• **EXERCISE**
Your job is to write out each record exactly, leaving none out.

• **RECORDS SUPPLIED**
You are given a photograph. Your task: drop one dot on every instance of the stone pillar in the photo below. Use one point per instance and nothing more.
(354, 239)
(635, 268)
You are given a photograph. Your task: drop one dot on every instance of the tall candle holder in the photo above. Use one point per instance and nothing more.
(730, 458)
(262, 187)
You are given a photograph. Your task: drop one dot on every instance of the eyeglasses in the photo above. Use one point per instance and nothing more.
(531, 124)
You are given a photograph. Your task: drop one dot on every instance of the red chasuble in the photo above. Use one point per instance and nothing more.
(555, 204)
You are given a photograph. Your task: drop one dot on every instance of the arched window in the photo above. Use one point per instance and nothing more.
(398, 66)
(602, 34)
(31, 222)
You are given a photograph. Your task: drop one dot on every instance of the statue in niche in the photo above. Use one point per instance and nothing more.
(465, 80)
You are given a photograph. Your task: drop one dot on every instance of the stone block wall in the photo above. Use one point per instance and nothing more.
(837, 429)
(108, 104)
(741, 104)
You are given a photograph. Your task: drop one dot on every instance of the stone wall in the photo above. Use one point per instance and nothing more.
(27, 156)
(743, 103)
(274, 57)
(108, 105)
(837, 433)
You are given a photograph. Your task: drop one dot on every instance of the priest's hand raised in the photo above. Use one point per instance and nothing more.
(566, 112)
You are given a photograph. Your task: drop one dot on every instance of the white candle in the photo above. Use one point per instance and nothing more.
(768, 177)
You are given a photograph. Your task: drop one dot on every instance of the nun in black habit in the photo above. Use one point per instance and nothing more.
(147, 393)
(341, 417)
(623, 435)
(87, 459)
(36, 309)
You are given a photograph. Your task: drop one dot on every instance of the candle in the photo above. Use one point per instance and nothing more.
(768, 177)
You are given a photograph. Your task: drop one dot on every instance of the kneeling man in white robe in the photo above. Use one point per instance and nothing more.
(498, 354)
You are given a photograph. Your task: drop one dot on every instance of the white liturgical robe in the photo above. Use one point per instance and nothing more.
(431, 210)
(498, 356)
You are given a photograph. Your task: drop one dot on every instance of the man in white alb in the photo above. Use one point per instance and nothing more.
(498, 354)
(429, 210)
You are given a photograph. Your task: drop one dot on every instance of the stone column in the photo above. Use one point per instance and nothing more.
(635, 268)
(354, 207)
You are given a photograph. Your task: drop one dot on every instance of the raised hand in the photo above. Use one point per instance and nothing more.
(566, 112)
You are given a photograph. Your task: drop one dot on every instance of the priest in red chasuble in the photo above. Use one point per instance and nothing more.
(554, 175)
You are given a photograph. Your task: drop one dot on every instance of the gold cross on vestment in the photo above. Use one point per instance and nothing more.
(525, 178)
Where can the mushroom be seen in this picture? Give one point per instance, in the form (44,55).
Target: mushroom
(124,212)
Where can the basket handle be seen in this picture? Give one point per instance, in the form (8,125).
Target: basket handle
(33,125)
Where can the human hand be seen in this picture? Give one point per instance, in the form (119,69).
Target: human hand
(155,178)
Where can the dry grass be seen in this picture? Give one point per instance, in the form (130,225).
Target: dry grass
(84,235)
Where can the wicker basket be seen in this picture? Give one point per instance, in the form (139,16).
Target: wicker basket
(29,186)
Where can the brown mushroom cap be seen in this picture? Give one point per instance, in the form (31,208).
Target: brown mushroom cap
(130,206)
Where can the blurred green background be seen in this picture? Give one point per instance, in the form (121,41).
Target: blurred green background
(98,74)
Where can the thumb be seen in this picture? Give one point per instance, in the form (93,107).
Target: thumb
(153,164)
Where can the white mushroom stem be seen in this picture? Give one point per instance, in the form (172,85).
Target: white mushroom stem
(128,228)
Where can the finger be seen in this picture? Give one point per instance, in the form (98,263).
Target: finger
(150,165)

• **ANSWER FOR THIS EXERCISE**
You are given a photograph. Your task: drop one dot on every instance of the stone pillar in the photo below. Use one point per instance and nothing more.
(354, 239)
(635, 268)
You are given a photograph. Your task: drop one dot on every instance of the tall candle holder in the photo above. Use one point per instance and nothing more.
(730, 458)
(262, 187)
You are given a photograph. Your task: drop one dot on every instance of the eyeglasses in the photo above. Use one point per instance and nothing more.
(531, 124)
You are given a photograph. Your task: drop one dot on every instance of the red chasuble in the photo above. Use one point per instance and nothing more.
(555, 204)
You are given a photograph. Your task: drop one dot on every instance of the arched window in the photo above. Use one point per instance and nothing more.
(398, 66)
(602, 34)
(31, 222)
You are given a photograph. Your task: drop one dot on every instance of the statue in niche in the photo above. Use one point per instance and nothing more.
(465, 80)
You are given a photograph. Your task: drop one dot on every instance of the stone block wall in the photo above. Use one point per instance and nothing more.
(837, 429)
(108, 104)
(741, 104)
You are given a photograph. Your task: drop one dot on every instance of the stone wall in the photo above. Use one point per instance and nothing more.
(27, 156)
(743, 103)
(274, 57)
(108, 105)
(837, 433)
You are given a photograph. Your task: drop one dot on every instance of the priest's hand raised in the photo above. Use one point per instance and nothing more.
(566, 112)
You are given a photograph. Your task: drop one dot on every instance of the white candle in the photo above. Use one point per instance and nothing more.
(768, 177)
You are given a photograph. Your task: drop one dot on every instance of the nun in black habit in the photo above. Use one point per instance and nothing more.
(147, 393)
(341, 417)
(623, 435)
(87, 459)
(36, 309)
You are given a photograph. Your task: drop one dot on every instance of the candle in the photo above. Use one point per instance and nothing more.
(768, 177)
You are given a photograph. Your task: drop one dot on every instance of the kneeling man in white robe in the photo above. Use one point per instance and nothing more.
(498, 354)
You are given a photograph. Your task: drop one dot on every instance of the white liturgical robe in the photo above. Use one point per instance and nothing more.
(431, 210)
(498, 356)
You are given a photograph. Your task: drop one dot on every instance of the man in white alb in the photo above. Use one point per instance and nothing more.
(498, 354)
(429, 210)
You are given a photograph. Your task: drop one dot on every instance of the stone column in the photo above. Use one point per instance and nothing more.
(635, 268)
(354, 207)
You are given a photograph. Your task: drop one dot on every instance of the raised hand in the photo above. Use one point per instance and nothing more.
(566, 112)
You are given a photograph. Your task: drop one dot on every instance of the priest in red chasuble in the photo above. Use one point per instance and nothing more.
(554, 175)
You are given a photograph. Your task: drop one dot on every instance of the gold cross on vestment in the photo above. Use one point per instance and nothing more.
(525, 178)
Where can the mushroom be seen in this picture? Give one point per instance, in the form (44,55).
Target: mushroom
(124,212)
Where can the basket handle be seen in this picture? Give one point per instance, in the form (8,125).
Target: basket handle
(33,125)
Where can the human hand be seen in this picture? Give one point per instance, in the form (119,69).
Target: human hand
(155,178)
Where can the dry grass be seen in this picture? Give one point per instance, in the form (130,225).
Target: dry grass
(84,235)
Where can the wicker basket be seen in this picture? Give one point per instance, in the form (139,16).
Target: wicker basket
(29,186)
Where can the brown mushroom cap be seen in this picture? Give one point per instance, in the form (31,208).
Target: brown mushroom cap
(130,206)
Where can the blurred green background be seen in this picture? Give one point per instance, in the form (121,41).
Target: blurred green background
(98,74)
Where can the thumb be seen in this picture? Give one point per instance, in the form (93,107).
Target: thumb
(153,164)
Where can the white mushroom stem be seen in this picture? Give one point per instance, in the form (172,85).
Target: white mushroom stem
(128,228)
Where can the finger be seen in this picture? Give one point per instance, in the form (98,263).
Target: finger
(150,165)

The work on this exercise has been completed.